Dataset items:
= = = =

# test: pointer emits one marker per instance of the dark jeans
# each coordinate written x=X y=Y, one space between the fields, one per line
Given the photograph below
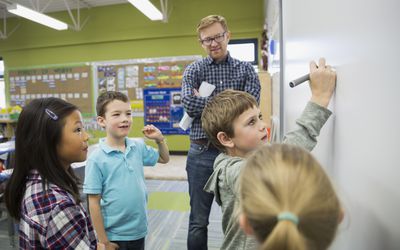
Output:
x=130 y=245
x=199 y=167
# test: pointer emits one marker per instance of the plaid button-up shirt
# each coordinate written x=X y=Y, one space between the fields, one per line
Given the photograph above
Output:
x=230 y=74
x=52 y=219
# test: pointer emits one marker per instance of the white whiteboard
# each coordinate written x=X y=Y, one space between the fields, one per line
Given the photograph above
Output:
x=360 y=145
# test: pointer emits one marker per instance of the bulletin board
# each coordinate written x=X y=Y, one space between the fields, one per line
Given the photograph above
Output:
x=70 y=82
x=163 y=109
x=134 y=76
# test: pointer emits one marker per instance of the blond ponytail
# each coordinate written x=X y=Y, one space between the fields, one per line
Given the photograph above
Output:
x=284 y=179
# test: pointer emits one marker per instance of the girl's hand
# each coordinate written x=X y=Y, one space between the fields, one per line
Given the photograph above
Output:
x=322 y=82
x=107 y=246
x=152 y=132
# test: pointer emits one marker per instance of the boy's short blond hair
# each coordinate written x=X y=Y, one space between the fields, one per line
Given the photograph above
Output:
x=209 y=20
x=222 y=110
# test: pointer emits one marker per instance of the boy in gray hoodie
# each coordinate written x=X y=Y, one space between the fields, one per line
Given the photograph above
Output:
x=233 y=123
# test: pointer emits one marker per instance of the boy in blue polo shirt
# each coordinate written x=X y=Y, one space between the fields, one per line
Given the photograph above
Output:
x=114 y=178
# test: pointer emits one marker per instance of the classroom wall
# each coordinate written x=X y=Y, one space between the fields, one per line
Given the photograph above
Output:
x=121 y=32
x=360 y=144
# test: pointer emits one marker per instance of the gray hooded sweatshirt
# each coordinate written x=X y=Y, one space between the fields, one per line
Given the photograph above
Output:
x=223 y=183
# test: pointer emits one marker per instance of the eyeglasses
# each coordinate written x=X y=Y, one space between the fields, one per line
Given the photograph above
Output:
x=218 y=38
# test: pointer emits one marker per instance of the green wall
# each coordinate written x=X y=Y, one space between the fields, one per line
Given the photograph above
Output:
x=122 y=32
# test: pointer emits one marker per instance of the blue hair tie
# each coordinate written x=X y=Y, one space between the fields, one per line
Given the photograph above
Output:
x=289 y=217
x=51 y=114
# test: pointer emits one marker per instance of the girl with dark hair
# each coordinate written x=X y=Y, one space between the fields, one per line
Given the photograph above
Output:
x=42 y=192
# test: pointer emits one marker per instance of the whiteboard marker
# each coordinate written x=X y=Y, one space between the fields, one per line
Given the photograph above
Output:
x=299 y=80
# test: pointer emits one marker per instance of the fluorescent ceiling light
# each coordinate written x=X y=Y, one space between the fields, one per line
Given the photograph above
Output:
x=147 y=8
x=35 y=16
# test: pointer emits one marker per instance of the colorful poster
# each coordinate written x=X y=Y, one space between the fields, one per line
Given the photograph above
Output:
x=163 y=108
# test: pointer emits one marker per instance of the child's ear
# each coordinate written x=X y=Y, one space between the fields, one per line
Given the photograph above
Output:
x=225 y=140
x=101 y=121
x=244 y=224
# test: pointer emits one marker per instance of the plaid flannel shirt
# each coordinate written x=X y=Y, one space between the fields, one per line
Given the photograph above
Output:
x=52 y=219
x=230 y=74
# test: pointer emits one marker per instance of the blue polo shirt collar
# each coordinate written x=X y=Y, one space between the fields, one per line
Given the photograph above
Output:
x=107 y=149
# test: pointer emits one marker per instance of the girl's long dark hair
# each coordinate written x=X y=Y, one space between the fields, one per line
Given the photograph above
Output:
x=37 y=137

= = = =

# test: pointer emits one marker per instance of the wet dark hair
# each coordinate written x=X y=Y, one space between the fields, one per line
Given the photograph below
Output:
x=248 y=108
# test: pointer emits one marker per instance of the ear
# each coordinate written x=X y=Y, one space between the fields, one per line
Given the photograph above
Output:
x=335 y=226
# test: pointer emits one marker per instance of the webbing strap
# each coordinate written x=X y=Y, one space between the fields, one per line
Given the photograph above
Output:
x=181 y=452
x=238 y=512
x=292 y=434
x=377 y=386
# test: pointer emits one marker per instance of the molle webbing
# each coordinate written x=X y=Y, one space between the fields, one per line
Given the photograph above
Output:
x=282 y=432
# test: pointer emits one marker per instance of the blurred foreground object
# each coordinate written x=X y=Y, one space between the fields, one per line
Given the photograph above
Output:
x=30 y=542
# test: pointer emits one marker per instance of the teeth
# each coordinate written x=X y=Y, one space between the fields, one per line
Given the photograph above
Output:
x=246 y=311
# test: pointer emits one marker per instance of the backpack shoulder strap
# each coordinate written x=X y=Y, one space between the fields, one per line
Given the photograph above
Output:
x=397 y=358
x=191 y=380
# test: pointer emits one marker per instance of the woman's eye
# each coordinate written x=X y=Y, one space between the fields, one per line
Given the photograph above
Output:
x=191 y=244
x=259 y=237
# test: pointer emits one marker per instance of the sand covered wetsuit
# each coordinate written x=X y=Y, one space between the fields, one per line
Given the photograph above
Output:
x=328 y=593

= = = =

SET TASK ::
Reproduce the material starting at the line that contains "# test: pointer emits one marker per instance of the woman's" and ending at the line that contains "x=259 y=237", renaming "pointer" to "locator" and keeping everything else unchanged.

EXPECTED ANSWER ::
# test: locator emits one marker per instance of the woman's eye
# each coordinate written x=X y=Y, one space between the fields, one per line
Given the photograph above
Output:
x=191 y=244
x=259 y=237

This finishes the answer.